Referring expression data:
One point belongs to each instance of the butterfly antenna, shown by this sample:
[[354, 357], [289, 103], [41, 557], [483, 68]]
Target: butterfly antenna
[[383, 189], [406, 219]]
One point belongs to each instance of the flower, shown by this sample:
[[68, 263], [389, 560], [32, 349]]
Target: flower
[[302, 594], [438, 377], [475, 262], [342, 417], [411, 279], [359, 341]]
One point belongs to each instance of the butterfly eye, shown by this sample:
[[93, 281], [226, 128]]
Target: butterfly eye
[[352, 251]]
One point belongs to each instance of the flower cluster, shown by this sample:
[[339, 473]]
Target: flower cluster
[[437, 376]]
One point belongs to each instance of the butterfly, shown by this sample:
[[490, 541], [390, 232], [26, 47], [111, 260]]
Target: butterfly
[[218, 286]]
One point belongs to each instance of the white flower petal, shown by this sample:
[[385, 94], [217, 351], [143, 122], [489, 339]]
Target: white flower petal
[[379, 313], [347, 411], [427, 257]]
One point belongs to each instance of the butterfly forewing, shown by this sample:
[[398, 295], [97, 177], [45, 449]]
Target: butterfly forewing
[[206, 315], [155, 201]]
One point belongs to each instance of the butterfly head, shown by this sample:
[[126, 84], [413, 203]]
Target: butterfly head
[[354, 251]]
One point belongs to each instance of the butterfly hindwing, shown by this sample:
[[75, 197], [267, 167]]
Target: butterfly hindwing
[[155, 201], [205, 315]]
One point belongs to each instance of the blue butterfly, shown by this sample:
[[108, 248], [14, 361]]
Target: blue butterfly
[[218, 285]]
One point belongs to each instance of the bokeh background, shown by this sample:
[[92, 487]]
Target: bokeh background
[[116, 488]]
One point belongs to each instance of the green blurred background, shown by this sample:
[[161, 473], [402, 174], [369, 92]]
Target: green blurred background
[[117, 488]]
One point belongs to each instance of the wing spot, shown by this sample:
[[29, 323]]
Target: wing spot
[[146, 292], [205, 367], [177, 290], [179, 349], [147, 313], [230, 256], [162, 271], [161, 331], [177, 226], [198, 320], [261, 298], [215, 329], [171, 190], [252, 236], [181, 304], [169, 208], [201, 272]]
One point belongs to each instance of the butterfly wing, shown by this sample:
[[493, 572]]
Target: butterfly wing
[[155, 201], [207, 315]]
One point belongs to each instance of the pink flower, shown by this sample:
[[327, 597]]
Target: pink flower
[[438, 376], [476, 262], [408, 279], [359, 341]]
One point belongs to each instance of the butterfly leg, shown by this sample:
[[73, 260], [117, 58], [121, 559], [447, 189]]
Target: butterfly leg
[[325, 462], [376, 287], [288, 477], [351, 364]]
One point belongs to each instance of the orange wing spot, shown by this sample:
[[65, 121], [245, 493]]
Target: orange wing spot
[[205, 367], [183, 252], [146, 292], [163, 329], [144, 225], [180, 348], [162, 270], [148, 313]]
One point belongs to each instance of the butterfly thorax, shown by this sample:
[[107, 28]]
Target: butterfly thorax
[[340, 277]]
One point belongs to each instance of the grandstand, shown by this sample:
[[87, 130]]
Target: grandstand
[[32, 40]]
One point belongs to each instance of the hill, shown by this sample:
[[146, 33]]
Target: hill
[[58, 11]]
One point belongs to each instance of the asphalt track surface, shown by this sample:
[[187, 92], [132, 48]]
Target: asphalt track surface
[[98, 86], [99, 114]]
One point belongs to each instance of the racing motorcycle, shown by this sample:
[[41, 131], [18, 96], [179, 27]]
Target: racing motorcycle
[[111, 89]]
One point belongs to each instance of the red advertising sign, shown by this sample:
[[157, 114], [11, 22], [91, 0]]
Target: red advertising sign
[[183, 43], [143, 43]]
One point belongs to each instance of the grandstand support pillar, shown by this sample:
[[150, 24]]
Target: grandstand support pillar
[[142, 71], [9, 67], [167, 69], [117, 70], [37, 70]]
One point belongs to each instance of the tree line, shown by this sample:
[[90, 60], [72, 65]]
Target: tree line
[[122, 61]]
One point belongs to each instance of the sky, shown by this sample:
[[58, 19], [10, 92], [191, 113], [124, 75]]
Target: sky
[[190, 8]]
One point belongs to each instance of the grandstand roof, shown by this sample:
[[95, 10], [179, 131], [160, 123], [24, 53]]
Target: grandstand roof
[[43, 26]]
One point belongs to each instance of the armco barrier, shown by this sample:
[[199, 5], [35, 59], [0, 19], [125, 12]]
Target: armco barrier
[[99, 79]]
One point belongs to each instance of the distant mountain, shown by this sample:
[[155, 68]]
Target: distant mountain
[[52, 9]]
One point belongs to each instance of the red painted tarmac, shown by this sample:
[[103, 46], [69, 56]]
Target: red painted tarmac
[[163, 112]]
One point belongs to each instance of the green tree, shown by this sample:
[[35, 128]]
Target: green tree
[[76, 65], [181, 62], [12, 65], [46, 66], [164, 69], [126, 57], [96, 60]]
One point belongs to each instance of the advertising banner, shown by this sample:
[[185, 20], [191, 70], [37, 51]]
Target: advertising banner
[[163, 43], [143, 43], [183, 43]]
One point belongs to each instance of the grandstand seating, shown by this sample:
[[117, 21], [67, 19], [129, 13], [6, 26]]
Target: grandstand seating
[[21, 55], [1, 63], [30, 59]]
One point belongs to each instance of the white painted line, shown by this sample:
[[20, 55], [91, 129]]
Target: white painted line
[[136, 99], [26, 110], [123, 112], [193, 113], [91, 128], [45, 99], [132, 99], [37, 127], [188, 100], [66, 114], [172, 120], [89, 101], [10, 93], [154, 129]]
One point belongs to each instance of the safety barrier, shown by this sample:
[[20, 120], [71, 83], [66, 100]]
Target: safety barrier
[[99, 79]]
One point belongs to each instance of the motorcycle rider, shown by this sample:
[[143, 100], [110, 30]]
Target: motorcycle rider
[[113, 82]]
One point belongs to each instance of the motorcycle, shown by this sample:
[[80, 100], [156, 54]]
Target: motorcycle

▸ Your goal:
Copy out each entry precisely. Leave nothing out.

▸ Written solution:
One point belongs to each instance of the butterfly antenna, shown by this sample:
[[354, 357], [289, 103], [41, 557], [483, 68]]
Target: butterfly antenna
[[383, 189], [406, 219]]
One point belongs to each instance of the flower, shown by this sample:
[[68, 263], [389, 560], [32, 349]]
Target: flower
[[302, 594], [438, 377], [475, 262], [342, 417], [411, 279], [359, 341]]
One point belongs to each instance of the butterfly eye, shown by this sample:
[[93, 281], [226, 128]]
Target: butterfly eye
[[352, 251]]
One point belongs to each instance of the flower cluster, shown by this sample:
[[339, 473]]
Target: flower cluster
[[437, 376]]
One point belongs to each instance of the butterfly, shown by this sample:
[[490, 541], [390, 232], [26, 47], [111, 260]]
Target: butterfly
[[218, 286]]
One point belongs to each instance of the white flower petal, shown by this sample:
[[385, 94], [217, 351], [143, 122], [489, 339]]
Target: white flower petal
[[379, 313], [347, 411], [427, 257]]
One point belongs to each instance of the butterfly forewing, shown by this sample:
[[398, 295], [97, 177], [45, 449]]
Target: butterfly forewing
[[206, 315], [155, 201]]
One point belongs to each instance of the butterfly head, shown by this sample:
[[126, 84], [413, 203]]
Target: butterfly head
[[354, 251]]
One point belongs to each instance of the butterfly hindwing, shown by this sample:
[[75, 197], [267, 167]]
Target: butterfly hindwing
[[155, 201], [205, 315]]
One point belongs to each instance of the blue butterfly, shown by this sample:
[[108, 248], [14, 361]]
Target: blue butterfly
[[218, 285]]
One point belongs to each instance of the bokeh background, shown by this sample:
[[92, 487]]
Target: bokeh background
[[116, 488]]
One point belongs to each instance of the green blurred background, shown by this sample:
[[161, 473], [402, 174], [369, 92]]
Target: green blurred background
[[117, 488]]
One point belongs to each instance of the wing spot, shown by this sample:
[[29, 323]]
Target: wing spot
[[146, 292], [205, 367], [177, 290], [179, 349], [147, 313], [230, 256], [162, 271], [161, 331], [177, 226], [198, 320], [261, 298], [215, 329], [171, 190], [252, 236], [181, 304], [169, 208], [201, 272]]
One point belongs to each instance of the butterfly wing, shown by this sample:
[[493, 572]]
Target: butterfly wing
[[155, 201], [207, 315]]
One point belongs to each instance of the pink flower, shown by this sample:
[[327, 597]]
Target: pink flower
[[438, 376], [476, 262], [408, 279], [359, 341]]
One point belongs to each instance of the butterfly leg, shown by this sample:
[[73, 260], [117, 58], [121, 559], [447, 189]]
Target: butterfly leg
[[325, 462], [376, 287], [288, 477], [351, 364]]
One point belongs to each instance of the orange wing spot, shown by this sample:
[[65, 121], [245, 493]]
Target: orange wing spot
[[205, 367], [183, 252], [146, 292], [163, 329], [144, 225], [180, 348], [162, 270], [148, 313]]
One point belongs to each instance of the butterfly thorax, shown by this sample:
[[107, 28]]
Target: butterfly thorax
[[340, 277]]
One point belongs to each instance of the grandstand, shown by this sample:
[[87, 130]]
Target: grandstand
[[32, 40]]
One point belongs to each instance of the hill, shown by this sample:
[[146, 33]]
Target: hill
[[58, 11]]
One point belongs to each instance of the asphalt track surface, shown by this sample:
[[187, 92], [132, 48]]
Target: asphalt track surface
[[98, 86], [99, 114]]
One point belongs to each instance of the racing motorcycle, shown by this sample:
[[41, 131], [18, 96], [179, 27]]
Target: racing motorcycle
[[111, 89]]
One point belongs to each instance of the red advertising sign, shown by this sample:
[[157, 114], [11, 22], [91, 0]]
Target: red advertising sign
[[183, 43], [143, 43]]
One point belongs to each instance of the grandstand support pillar, shown by this sample:
[[150, 24]]
Target: grandstand support pillar
[[142, 71], [9, 67], [167, 69], [117, 70], [37, 70]]
One point belongs to each instance of the tree line, shown by this sample:
[[90, 60], [72, 65]]
Target: tree line
[[122, 61]]
One point belongs to each instance of the sky, shown by this sample:
[[58, 19], [10, 92], [191, 113], [124, 75]]
Target: sky
[[190, 8]]
One point belongs to each instance of the grandstand roof, shown by this sample:
[[95, 10], [179, 131], [160, 123], [24, 53]]
Target: grandstand roof
[[43, 26]]
One point belongs to each instance of the armco barrier, shown by this sample:
[[199, 5], [35, 59], [0, 19], [125, 12]]
Target: armco barrier
[[99, 79]]
One point belongs to each instance of the distant mountain, shown by this sample:
[[155, 68]]
Target: distant mountain
[[52, 9]]
One point belongs to each instance of the red painted tarmac, shown by this sample:
[[103, 46], [69, 56]]
Target: red painted tarmac
[[163, 112]]
One point belongs to each instance of the green tree, shown by this sample:
[[35, 128]]
Target: green tree
[[76, 65], [181, 62], [12, 65], [46, 66], [164, 69], [126, 57], [96, 60]]
One point belongs to each instance of the advertising banner, shown by this sample:
[[185, 20], [191, 70], [37, 51]]
Target: advertising banner
[[163, 43], [143, 43], [183, 43]]
One point belongs to each instance of the grandstand seating, shown by this sample:
[[117, 21], [67, 19], [129, 13], [6, 26]]
Target: grandstand seating
[[21, 55], [1, 63], [30, 59]]
One point belongs to each instance of the white painted line, shown by this sample:
[[20, 55], [91, 129]]
Target: white painted line
[[136, 99], [26, 110], [123, 112], [193, 113], [91, 128], [45, 99], [132, 99], [37, 127], [188, 100], [66, 114], [172, 120], [89, 101], [10, 93], [154, 129]]
One point belongs to each instance of the safety barrier, shown by this sample:
[[20, 120], [71, 83], [66, 100]]
Target: safety barrier
[[99, 79]]
One point belongs to each instance of the motorcycle rider, shown by this sample:
[[143, 100], [110, 30]]
Target: motorcycle rider
[[113, 82]]
One point belongs to each instance of the motorcycle, shown by this sample:
[[80, 100], [156, 54]]
Target: motorcycle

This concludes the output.